## SOURCE DATA
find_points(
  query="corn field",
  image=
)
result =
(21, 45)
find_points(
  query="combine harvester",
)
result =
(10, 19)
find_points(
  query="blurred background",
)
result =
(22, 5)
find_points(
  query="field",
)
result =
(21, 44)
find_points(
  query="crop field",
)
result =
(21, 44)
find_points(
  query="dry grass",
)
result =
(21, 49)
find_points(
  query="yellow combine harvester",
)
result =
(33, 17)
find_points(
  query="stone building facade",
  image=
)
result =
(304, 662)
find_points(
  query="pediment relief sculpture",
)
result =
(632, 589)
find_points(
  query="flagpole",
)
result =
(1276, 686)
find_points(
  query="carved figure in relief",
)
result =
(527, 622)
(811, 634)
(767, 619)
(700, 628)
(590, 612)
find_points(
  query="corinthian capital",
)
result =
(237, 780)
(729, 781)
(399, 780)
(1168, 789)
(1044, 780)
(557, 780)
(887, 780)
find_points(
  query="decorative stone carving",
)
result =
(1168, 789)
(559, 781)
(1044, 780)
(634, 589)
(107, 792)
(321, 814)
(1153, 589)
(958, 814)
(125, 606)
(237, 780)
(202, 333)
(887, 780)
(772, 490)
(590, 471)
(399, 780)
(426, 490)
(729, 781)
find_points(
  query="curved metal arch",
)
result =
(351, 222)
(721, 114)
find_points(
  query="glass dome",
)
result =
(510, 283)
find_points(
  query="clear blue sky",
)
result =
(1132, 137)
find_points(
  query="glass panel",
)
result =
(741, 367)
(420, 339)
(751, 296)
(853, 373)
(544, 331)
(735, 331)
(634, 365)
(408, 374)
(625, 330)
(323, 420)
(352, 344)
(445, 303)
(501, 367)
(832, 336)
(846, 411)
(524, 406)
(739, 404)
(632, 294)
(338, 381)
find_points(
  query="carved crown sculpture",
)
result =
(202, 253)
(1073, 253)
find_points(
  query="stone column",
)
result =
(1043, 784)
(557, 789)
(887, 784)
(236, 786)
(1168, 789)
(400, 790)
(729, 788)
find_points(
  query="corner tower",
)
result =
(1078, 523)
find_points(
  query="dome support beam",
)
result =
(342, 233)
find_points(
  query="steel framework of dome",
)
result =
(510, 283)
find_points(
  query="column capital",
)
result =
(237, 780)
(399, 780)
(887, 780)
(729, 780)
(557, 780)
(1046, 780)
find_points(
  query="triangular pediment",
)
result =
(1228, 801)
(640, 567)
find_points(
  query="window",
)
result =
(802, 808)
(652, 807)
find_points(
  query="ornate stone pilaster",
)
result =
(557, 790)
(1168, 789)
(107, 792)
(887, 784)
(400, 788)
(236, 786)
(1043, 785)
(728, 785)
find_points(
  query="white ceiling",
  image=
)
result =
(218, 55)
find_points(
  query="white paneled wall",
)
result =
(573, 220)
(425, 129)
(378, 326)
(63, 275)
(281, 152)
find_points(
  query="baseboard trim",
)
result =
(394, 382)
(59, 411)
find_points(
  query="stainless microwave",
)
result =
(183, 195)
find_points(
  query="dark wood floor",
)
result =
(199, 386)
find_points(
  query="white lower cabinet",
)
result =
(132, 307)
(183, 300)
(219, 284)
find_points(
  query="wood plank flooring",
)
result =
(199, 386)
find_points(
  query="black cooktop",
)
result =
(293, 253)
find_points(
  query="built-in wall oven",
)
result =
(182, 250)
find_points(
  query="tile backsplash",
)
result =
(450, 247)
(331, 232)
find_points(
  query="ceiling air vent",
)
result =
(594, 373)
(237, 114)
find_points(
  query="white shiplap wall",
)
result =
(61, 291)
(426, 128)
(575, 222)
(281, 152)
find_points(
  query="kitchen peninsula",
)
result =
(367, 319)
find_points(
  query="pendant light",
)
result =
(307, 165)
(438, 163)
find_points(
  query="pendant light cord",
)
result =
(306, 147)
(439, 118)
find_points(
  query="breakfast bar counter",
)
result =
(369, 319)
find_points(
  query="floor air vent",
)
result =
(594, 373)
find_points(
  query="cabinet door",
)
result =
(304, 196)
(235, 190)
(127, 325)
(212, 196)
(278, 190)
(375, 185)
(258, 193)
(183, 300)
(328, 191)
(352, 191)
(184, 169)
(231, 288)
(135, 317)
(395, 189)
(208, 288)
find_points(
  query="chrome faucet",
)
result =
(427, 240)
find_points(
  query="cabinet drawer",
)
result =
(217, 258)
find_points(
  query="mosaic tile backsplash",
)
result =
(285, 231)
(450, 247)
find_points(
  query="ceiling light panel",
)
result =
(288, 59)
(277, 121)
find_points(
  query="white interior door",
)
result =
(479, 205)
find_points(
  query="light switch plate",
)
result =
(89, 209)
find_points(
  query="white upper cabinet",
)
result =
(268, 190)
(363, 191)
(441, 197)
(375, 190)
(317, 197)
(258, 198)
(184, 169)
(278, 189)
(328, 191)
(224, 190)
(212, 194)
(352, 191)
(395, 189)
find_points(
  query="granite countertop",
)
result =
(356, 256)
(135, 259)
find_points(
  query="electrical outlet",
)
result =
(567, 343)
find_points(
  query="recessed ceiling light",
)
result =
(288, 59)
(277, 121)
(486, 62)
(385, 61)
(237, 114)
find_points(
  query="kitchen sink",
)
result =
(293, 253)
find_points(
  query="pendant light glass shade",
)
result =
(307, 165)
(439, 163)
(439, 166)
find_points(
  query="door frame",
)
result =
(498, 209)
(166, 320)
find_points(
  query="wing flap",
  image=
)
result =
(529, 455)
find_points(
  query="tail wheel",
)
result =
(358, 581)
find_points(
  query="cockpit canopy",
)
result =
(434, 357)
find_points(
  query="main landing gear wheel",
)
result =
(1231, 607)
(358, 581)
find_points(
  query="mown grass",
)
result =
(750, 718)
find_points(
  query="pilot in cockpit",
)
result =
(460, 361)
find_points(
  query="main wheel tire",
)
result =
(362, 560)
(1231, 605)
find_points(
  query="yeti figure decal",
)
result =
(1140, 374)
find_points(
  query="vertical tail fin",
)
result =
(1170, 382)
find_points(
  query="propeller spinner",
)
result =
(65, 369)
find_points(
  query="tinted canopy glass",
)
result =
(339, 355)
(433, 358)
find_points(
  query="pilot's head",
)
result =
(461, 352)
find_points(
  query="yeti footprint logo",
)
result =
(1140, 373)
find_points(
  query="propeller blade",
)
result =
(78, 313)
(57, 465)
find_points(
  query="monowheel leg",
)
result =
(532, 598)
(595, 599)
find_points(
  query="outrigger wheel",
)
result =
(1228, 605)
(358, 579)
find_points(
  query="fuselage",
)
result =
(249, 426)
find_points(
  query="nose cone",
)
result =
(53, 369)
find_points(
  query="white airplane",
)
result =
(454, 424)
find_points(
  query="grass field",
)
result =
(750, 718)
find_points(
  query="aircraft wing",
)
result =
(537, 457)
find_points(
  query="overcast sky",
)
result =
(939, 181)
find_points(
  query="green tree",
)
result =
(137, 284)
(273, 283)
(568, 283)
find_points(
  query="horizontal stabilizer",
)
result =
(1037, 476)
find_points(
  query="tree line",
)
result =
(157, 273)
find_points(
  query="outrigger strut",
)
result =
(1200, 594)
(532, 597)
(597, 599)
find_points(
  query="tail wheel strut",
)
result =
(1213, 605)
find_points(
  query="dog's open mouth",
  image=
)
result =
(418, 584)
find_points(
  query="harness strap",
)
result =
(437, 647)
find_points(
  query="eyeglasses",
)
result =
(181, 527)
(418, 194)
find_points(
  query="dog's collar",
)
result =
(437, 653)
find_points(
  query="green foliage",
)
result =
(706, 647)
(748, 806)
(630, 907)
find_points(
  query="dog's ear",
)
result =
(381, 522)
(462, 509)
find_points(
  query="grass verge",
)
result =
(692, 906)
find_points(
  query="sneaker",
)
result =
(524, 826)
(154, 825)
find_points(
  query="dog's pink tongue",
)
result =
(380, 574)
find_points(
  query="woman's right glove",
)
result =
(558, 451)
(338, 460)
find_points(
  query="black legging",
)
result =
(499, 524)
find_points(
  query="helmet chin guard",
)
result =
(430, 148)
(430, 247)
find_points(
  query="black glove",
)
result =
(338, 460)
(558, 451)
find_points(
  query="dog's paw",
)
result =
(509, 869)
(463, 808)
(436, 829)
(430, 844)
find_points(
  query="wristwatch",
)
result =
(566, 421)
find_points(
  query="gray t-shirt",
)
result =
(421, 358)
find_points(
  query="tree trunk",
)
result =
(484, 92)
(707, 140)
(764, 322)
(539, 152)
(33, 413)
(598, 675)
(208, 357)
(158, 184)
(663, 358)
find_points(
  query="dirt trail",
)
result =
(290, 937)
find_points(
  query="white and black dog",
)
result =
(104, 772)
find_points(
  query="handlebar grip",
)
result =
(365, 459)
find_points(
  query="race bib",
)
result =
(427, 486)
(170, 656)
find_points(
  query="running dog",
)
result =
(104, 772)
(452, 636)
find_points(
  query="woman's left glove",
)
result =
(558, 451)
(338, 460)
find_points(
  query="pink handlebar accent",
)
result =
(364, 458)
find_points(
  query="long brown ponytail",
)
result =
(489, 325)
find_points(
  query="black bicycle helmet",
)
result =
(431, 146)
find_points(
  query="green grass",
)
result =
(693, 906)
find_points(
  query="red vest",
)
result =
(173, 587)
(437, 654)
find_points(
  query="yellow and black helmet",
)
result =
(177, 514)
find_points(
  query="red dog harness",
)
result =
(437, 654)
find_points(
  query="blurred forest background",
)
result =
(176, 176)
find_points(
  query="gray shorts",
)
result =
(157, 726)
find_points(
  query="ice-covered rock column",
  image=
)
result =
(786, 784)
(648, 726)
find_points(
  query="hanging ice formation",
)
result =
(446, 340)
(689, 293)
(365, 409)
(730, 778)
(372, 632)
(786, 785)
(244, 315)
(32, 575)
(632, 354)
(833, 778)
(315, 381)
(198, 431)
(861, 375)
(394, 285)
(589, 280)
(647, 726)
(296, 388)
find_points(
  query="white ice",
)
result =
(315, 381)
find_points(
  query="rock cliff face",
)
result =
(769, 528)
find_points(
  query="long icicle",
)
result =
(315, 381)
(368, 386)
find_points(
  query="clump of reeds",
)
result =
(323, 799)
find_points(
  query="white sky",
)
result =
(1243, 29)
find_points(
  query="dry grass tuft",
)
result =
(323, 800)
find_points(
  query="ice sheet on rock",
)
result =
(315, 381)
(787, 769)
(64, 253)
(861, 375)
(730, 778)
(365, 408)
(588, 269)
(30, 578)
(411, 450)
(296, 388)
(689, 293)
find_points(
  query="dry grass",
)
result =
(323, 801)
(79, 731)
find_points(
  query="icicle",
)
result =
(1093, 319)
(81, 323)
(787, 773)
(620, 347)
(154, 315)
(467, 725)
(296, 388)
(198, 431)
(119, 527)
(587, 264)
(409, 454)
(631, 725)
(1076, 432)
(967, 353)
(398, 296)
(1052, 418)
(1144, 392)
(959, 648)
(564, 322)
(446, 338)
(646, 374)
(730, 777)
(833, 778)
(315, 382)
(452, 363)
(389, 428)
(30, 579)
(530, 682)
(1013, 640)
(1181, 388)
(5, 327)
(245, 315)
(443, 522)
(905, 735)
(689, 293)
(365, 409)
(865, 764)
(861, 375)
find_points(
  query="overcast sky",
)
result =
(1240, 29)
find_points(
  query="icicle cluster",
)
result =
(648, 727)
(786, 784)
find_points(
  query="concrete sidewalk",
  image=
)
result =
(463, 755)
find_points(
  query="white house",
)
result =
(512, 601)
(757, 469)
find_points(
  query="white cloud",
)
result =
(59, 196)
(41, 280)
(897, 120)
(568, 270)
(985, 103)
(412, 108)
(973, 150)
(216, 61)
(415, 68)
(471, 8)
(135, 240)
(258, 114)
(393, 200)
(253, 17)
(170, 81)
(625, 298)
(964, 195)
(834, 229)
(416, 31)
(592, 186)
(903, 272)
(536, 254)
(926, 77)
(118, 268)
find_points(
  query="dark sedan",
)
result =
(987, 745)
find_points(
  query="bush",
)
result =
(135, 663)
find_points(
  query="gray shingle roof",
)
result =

## WHAT THE TASK REQUIRES
Copy the data word for word, starting at its first line and ending with the line that contains "(1276, 686)", including both of those lines.

## FINAL ANSWER
find_points(
  query="corn field",
  image=
)
result =
(21, 45)
find_points(
  query="combine harvester",
)
result =
(10, 19)
find_points(
  query="blurred background",
)
result =
(22, 5)
find_points(
  query="field",
)
result =
(21, 44)
find_points(
  query="crop field",
)
result =
(21, 44)
find_points(
  query="dry grass",
)
result =
(21, 49)
find_points(
  query="yellow combine harvester",
)
result =
(33, 17)
find_points(
  query="stone building facade",
  image=
)
result =
(304, 662)
find_points(
  query="pediment relief sculpture",
)
result =
(632, 589)
find_points(
  query="flagpole",
)
result =
(1276, 686)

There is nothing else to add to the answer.